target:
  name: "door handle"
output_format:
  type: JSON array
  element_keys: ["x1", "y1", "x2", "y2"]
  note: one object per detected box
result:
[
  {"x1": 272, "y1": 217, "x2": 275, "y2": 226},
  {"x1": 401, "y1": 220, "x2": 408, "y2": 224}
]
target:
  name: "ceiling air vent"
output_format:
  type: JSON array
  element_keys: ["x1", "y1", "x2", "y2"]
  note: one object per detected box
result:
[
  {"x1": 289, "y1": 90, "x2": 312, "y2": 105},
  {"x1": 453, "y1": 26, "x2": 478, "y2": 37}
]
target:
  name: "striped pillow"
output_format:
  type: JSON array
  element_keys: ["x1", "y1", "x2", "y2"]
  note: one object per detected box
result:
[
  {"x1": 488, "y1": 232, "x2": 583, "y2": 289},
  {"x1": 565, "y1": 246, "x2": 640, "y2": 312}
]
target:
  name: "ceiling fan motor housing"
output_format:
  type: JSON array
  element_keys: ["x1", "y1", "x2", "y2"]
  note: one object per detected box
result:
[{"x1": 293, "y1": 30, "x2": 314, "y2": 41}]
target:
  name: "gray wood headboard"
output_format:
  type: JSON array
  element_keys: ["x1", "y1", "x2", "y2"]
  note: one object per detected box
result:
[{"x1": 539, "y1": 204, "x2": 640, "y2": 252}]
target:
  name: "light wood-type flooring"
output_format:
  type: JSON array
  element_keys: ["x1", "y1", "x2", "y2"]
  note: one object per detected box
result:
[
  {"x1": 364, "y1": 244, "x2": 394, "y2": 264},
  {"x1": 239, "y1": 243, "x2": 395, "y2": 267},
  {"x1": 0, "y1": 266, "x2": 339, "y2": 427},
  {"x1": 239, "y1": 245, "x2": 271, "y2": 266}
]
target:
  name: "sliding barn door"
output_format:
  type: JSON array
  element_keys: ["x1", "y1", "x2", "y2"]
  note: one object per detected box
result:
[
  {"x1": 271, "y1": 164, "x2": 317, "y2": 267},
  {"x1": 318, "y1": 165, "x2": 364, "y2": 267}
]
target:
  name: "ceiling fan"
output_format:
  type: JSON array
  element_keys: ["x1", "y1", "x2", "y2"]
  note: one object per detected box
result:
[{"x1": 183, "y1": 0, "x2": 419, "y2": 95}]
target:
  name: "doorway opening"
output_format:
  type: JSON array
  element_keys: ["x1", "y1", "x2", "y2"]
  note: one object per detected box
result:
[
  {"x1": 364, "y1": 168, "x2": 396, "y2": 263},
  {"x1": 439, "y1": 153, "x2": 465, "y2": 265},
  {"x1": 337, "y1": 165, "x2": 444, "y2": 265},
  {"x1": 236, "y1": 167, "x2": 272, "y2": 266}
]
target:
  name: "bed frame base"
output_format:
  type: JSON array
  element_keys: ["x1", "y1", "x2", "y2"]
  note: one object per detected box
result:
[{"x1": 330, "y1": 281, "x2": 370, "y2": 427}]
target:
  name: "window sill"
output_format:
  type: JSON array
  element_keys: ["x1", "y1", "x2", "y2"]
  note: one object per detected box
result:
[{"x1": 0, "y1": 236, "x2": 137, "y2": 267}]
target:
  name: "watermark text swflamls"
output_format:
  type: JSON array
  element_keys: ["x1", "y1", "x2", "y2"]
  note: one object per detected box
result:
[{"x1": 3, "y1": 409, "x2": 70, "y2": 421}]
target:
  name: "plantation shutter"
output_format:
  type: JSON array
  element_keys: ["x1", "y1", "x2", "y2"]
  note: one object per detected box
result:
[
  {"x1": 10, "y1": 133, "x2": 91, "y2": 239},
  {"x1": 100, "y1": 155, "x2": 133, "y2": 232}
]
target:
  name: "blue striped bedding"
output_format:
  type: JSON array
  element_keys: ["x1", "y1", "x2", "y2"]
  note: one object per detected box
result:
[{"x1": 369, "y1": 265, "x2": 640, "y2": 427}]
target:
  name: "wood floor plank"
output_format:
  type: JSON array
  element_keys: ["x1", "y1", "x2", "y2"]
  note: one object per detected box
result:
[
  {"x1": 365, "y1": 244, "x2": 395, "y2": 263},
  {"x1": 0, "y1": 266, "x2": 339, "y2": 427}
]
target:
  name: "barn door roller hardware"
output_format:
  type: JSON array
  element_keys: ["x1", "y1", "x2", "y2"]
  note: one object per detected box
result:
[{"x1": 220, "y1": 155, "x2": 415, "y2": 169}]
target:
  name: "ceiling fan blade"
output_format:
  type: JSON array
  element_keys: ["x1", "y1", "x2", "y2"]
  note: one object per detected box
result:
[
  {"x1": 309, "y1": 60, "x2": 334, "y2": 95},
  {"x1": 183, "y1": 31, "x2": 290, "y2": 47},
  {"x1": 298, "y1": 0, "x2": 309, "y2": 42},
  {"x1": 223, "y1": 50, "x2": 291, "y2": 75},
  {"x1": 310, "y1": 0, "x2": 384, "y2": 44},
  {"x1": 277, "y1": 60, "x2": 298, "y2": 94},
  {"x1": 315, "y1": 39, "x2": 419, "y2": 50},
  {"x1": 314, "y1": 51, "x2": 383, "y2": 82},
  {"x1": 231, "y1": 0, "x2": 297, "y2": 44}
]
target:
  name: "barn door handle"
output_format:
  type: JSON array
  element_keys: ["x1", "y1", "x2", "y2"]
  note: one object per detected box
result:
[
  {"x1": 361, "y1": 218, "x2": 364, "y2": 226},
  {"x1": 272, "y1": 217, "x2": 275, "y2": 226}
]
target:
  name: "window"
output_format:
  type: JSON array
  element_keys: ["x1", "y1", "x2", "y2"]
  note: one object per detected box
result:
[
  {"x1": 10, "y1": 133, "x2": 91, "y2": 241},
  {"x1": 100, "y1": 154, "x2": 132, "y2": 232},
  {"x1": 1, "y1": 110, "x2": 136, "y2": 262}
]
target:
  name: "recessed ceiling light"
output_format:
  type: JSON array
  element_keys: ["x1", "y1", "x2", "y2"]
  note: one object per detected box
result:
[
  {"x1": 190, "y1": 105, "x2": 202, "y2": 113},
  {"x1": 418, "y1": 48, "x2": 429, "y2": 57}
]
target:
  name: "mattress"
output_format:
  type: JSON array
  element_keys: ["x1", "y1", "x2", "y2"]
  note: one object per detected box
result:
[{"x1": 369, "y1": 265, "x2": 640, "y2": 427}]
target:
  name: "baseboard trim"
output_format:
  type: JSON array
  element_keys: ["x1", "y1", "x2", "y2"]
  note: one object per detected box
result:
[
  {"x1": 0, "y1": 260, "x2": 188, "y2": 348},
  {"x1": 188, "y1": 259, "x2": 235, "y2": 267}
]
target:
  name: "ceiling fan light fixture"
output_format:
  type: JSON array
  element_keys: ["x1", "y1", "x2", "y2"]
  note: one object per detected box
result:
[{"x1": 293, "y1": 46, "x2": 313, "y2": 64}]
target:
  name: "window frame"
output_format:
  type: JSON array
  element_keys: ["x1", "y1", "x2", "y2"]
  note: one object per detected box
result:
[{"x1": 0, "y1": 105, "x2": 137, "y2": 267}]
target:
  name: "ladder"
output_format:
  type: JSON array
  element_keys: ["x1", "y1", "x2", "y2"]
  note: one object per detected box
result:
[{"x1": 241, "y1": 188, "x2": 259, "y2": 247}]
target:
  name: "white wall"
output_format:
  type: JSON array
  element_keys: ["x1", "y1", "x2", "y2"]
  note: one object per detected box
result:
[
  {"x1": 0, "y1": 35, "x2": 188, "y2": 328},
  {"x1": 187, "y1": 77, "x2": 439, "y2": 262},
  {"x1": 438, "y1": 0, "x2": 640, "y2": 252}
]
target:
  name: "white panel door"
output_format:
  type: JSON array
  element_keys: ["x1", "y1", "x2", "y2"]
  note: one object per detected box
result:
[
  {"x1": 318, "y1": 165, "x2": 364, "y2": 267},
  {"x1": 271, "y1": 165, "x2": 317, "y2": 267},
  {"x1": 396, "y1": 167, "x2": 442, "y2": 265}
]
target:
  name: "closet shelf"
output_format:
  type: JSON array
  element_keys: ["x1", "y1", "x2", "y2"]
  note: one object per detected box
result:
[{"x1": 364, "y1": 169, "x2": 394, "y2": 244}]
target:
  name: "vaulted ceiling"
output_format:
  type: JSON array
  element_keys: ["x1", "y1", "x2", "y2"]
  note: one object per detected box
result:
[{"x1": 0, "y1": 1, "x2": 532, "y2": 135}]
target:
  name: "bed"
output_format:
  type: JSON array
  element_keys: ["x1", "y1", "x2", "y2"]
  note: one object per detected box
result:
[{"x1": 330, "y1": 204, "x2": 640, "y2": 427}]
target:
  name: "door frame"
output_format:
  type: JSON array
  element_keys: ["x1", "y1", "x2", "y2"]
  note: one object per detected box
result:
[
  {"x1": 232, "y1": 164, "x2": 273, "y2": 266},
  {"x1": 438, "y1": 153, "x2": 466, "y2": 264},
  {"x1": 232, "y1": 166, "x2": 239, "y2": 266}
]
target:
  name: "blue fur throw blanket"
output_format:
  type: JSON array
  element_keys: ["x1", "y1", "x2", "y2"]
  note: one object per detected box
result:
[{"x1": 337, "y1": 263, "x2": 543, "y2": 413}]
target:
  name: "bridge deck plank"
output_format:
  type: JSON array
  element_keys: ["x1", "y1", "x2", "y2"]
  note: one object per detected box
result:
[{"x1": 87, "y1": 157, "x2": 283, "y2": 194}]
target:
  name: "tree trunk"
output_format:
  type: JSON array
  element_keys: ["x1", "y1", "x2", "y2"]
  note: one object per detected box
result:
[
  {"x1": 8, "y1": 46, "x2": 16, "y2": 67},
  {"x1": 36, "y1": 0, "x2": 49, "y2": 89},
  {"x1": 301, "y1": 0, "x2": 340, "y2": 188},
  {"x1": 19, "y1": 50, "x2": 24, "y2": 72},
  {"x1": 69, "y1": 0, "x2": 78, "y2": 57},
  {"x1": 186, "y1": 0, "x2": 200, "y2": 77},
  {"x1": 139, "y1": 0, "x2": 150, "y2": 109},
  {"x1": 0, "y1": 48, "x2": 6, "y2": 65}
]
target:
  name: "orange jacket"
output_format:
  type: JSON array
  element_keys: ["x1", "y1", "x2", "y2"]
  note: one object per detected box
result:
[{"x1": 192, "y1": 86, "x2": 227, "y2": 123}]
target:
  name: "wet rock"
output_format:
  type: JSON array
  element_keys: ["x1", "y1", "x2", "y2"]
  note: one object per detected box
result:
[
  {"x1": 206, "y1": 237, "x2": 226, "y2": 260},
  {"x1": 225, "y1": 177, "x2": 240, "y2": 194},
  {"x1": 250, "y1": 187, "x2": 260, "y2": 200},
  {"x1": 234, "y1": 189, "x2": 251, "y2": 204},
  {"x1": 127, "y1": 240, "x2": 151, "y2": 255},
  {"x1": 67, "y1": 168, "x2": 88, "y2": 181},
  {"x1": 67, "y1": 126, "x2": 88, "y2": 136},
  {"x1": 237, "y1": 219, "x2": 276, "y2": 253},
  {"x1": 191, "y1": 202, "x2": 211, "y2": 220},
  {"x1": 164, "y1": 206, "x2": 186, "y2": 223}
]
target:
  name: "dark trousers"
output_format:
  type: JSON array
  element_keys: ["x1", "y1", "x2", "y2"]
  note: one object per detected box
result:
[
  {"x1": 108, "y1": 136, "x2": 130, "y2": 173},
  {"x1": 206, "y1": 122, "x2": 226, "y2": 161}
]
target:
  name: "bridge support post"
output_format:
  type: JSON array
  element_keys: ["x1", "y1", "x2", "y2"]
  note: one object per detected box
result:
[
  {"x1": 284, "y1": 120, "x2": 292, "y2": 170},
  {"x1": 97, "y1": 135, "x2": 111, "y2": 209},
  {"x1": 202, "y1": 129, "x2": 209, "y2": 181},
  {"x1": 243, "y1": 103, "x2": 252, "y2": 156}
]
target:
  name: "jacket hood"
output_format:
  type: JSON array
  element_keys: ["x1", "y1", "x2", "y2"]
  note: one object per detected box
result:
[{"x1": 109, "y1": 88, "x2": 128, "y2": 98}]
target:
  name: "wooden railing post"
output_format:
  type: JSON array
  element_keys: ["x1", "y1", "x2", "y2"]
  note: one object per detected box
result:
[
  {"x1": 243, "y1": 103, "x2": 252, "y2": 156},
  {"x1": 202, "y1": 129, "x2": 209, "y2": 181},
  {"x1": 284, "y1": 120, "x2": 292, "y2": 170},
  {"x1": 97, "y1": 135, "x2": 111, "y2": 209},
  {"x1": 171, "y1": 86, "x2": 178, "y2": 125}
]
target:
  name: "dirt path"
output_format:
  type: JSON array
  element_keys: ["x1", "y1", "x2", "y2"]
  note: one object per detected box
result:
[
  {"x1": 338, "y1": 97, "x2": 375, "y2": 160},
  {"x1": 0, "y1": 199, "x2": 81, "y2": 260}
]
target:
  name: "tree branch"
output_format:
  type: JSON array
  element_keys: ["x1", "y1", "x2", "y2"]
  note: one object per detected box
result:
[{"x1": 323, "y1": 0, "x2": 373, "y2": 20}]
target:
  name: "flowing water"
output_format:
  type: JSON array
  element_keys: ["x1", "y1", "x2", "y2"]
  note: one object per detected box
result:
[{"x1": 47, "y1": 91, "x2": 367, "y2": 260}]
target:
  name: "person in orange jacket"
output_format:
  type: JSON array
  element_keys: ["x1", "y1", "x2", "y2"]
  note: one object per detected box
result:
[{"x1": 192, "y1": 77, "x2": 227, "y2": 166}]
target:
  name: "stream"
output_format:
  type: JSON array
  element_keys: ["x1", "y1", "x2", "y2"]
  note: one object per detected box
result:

* **What is required**
Work out the number of lines in the entries above that hold the word "jacket", giving the number without comment.

* **Your solution**
3